SUPPLIED TEXT →
Appeal judges uphold decision to waive bin lorry damages time bar

6th February 2019 | civil litigation , reparation

Appeal judges in the Court of Session have upheld a decision to allow a damages action based on the Glasgow bin lorry tragedy to proceed against Glasgow City Council, although the claim would otherwise be time barred due to a failure by a solicitors' firm to comply with procedural requirements.

Lord Justice Clerk Lady Dorrian, Lord Menzies and Lord Malcolm held that Lord Doherty had acted within his discretion when he allowed the action by relatives of some of the six people killed in the incident in December 2014, to go ahead.

An action had been raised within the three year period allowed, in December 2017, but fell under court rules when the summons was not called in court within three months and a day of it being permitted to be served. When this was realised, in June 2018, a second summons was prepared and served the next day. The council argued that this action was time barred and should not be allowed to proceed; the pursuers asked the court to exercise its discretion under the legislation permitting it to do so if it was equitable in the circumstances.

Lord Doherty recognised that the pursuers had an alternative remedy against the solicitors, which was likely to succeed, but he considered that they would be very materially prejudiced by a refusal to exercise the court’s power, and having to instruct new solicitors would be very challenging for them particularly given the state of mental health of one of them.

On appeal the council argued that there was no evidence to support such findings, and the judge had failed to take account of the financial prejudice to the council of the case going ahead, and placed too little weight on the availability of an alternative remedy against the solicitors.

Giving the opinion of the court, Lady Dorrian said the judge was entitled to conclude on balance that the pursuers would be likely to require new solicitors they could trust, though it was the Edinburgh court firm rather than their own Glasgow solicitors who had been at fault. The Glasgow firm might be thought to have some responsibility and the judge was entitled to take into account the relationship that had developed between them and the pursuers.

In relation top delay, she continued: "The claim against the present reclaimers is one which is at the stage of having been fully investigated, has been quantified, where the reclaimers do not seek to advance any defence, where interim damages have been paid, and which the agents have agreed to settle on the basis of full liability. There have been many discussions relating to settlement of the claim. Should the alternative remedy against the agents be pursued, whilst there may be no difficulty in establishing primary liability, there may be issues relating to apportionment, and the likelihood is that the new agents, or the insurers, would require to carry out some investigation into the soundness of the original claim, and the value thereof, which might give rise to difficulties with quantification."

A joint minute had recorded the existence of mental health problems, and a medical report spoke to the effect of the ongoing legal proceedings. There was therefore evidence from which the Lord Ordinary was entitled to reach the conclusion which he did on this aspect.

Lady Dorrian concluded: "On the remaining issue of the balancing exercise, we again cannot accept the submission that the Lord Ordinary erred in the weight he attributed to the individual factors. He gave due attention to all the relevant factors. He recognised in terms that the respondents had a claim for professional negligence which “would be very likely to succeed.” He recognised that the reclaimers would suffer prejudice from the loss of the statutory protection, but he was entitled to take into account that this was the only prejudice which would be encountered by the reclaimers. He was entitled to take account of the fact that this was only one of the factors which he required to consider, as was the availability of the alternative claim. What the Lord Ordinary required to do was make an assessment of all the relevant factors, and in our view this is what he did."

RECORD EXCERPTS →
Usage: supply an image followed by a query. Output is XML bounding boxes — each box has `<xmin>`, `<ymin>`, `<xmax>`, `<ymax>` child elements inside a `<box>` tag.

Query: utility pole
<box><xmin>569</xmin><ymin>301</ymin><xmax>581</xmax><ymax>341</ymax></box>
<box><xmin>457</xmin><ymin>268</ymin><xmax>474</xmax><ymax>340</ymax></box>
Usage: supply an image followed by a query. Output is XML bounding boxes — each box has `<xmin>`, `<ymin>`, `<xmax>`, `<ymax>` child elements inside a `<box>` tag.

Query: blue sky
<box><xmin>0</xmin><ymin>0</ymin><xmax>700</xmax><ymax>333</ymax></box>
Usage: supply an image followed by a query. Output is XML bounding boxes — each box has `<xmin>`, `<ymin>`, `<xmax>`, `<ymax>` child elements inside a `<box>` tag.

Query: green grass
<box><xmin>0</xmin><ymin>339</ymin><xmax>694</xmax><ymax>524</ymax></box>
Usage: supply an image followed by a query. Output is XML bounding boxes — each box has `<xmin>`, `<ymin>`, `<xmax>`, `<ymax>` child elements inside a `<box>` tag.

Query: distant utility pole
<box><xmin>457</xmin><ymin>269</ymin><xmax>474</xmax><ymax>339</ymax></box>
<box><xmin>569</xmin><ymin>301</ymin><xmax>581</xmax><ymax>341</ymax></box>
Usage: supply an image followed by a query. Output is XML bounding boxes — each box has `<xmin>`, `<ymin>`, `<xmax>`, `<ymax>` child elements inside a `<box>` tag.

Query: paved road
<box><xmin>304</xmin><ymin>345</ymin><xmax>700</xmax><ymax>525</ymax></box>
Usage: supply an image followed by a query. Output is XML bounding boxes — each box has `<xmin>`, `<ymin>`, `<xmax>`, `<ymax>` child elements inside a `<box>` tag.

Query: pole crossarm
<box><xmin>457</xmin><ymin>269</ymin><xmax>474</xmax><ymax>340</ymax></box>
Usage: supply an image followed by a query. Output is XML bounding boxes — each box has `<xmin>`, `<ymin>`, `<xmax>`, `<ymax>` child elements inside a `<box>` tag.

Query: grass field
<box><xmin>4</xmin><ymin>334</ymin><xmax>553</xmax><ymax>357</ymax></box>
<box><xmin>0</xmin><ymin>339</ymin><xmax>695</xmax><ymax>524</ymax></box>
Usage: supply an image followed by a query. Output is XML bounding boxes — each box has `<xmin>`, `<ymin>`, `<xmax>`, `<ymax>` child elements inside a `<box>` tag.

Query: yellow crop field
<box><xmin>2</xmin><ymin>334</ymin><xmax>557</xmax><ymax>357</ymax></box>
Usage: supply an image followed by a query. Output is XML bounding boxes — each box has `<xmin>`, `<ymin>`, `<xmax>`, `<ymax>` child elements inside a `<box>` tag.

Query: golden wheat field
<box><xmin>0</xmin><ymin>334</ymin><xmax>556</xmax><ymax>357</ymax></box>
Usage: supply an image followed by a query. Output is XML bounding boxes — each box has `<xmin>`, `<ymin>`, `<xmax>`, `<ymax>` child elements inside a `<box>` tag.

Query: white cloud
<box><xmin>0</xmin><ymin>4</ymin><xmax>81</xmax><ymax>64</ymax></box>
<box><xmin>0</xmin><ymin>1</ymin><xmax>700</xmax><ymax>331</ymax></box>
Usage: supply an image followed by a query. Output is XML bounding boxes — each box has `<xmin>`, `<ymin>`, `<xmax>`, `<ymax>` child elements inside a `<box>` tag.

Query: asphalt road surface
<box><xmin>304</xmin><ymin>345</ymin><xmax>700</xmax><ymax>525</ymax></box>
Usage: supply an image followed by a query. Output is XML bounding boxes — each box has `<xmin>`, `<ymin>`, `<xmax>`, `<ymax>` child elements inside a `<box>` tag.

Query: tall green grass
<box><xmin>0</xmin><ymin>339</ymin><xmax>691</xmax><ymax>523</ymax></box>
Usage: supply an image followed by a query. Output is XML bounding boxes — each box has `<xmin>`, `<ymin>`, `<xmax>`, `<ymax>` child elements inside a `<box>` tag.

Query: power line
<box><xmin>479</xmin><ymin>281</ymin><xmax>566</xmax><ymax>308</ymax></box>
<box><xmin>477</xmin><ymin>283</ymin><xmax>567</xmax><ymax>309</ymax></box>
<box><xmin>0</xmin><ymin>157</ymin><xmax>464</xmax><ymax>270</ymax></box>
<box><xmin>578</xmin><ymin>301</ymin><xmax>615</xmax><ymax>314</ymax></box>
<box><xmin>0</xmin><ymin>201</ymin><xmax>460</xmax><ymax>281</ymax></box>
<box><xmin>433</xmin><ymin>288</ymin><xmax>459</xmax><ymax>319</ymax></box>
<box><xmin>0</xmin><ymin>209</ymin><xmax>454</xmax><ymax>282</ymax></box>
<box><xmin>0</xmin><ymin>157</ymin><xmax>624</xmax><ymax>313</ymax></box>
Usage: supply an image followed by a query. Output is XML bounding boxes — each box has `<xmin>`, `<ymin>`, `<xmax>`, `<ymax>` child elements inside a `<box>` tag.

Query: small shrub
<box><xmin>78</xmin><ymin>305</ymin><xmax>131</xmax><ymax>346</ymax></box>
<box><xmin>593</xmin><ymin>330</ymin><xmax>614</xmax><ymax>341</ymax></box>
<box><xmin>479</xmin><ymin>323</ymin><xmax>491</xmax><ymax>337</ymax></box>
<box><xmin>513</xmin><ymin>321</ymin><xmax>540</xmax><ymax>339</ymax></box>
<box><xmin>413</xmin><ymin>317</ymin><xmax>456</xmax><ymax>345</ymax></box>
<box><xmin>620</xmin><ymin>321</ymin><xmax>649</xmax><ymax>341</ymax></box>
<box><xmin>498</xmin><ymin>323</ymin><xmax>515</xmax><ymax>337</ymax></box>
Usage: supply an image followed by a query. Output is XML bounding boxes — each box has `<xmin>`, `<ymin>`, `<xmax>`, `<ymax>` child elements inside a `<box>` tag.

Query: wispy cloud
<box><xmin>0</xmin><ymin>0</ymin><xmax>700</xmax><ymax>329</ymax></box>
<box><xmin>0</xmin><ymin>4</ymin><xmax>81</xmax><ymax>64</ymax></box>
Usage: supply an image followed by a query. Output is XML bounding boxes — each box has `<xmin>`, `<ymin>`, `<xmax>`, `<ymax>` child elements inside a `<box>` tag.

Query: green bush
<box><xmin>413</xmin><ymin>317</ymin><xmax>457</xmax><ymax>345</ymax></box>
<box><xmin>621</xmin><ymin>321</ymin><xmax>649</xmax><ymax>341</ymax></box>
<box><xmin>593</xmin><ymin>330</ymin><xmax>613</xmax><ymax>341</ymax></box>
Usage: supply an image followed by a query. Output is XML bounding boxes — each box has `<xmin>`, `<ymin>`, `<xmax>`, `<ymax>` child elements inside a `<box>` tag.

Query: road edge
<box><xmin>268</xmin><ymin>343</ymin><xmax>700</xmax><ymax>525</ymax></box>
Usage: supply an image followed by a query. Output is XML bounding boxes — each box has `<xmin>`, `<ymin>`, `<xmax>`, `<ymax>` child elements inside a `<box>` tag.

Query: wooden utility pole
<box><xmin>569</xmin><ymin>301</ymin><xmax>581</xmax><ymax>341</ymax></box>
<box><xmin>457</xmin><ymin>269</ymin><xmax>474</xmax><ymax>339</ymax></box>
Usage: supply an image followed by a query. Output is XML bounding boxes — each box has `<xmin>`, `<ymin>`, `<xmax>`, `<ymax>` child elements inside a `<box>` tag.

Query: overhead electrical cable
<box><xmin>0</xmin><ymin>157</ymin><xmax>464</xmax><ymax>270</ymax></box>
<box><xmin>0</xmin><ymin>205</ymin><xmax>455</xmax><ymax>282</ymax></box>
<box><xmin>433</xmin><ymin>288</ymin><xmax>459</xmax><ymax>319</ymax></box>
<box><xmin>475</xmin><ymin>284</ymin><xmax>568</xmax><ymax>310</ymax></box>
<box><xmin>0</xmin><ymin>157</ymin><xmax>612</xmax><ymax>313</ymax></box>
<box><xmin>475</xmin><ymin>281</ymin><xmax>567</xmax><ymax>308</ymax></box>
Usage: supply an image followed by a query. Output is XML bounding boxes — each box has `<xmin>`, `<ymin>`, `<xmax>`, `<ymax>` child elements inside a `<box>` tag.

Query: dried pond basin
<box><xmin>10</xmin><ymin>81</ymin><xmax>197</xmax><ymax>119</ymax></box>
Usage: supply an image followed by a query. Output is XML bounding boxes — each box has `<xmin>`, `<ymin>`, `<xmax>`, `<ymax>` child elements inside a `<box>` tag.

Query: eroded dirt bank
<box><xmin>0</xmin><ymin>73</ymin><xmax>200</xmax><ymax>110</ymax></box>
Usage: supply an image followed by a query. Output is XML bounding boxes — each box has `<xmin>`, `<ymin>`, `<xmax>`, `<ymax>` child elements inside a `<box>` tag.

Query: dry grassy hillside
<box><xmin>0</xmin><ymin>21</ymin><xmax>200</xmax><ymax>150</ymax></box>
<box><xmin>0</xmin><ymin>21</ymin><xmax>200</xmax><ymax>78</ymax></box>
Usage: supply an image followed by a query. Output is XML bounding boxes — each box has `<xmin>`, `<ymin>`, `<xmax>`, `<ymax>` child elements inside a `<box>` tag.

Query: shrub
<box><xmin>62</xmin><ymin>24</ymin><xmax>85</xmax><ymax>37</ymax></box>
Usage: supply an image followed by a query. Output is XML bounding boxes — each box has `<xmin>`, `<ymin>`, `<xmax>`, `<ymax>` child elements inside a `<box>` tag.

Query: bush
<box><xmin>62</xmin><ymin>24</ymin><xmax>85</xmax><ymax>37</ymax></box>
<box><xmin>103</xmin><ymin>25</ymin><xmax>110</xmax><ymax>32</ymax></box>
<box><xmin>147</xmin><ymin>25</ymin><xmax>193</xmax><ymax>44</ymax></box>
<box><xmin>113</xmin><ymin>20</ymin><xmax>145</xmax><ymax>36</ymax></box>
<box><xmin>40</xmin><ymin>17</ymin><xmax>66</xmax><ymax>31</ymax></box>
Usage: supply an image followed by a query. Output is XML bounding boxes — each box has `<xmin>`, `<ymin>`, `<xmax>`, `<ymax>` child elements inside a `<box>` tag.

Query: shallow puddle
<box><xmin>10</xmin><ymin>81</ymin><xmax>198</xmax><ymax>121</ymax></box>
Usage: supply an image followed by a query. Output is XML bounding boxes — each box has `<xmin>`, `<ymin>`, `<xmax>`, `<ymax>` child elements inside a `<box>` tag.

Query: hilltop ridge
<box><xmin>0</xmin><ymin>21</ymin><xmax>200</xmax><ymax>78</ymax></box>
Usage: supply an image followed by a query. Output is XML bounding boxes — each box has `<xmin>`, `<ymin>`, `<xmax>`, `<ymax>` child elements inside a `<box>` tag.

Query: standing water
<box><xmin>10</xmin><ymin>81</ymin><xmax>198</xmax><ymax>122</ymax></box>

WHAT YOU NEED TO DO →
A - Name every judge mentioned in the bin lorry appeal report.
B - Decide whether each statement agrees with the bin lorry appeal report, answering yes or no and quoting the words that decide it. (i) The incident in which six people were killed happened in December 2014. (ii) The pursuers' own Glasgow solicitors were the firm at fault. (iii) The first action was raised in June 2018.
The rows have no connection to the bin lorry appeal report.

PER-TASK ANSWERS →
A - Lady Dorrian (Lord Justice Clerk), Lord Menzies, Lord Malcolm, Lord Doherty

B -
(i) Yes: "six people killed in the incident in December 2014"
(ii) No: "it was the Edinburgh court firm rather than their own Glasgow solicitors who had been at fault"
(iii) No: "An action had been raised within the three year period allowed, in December 2017"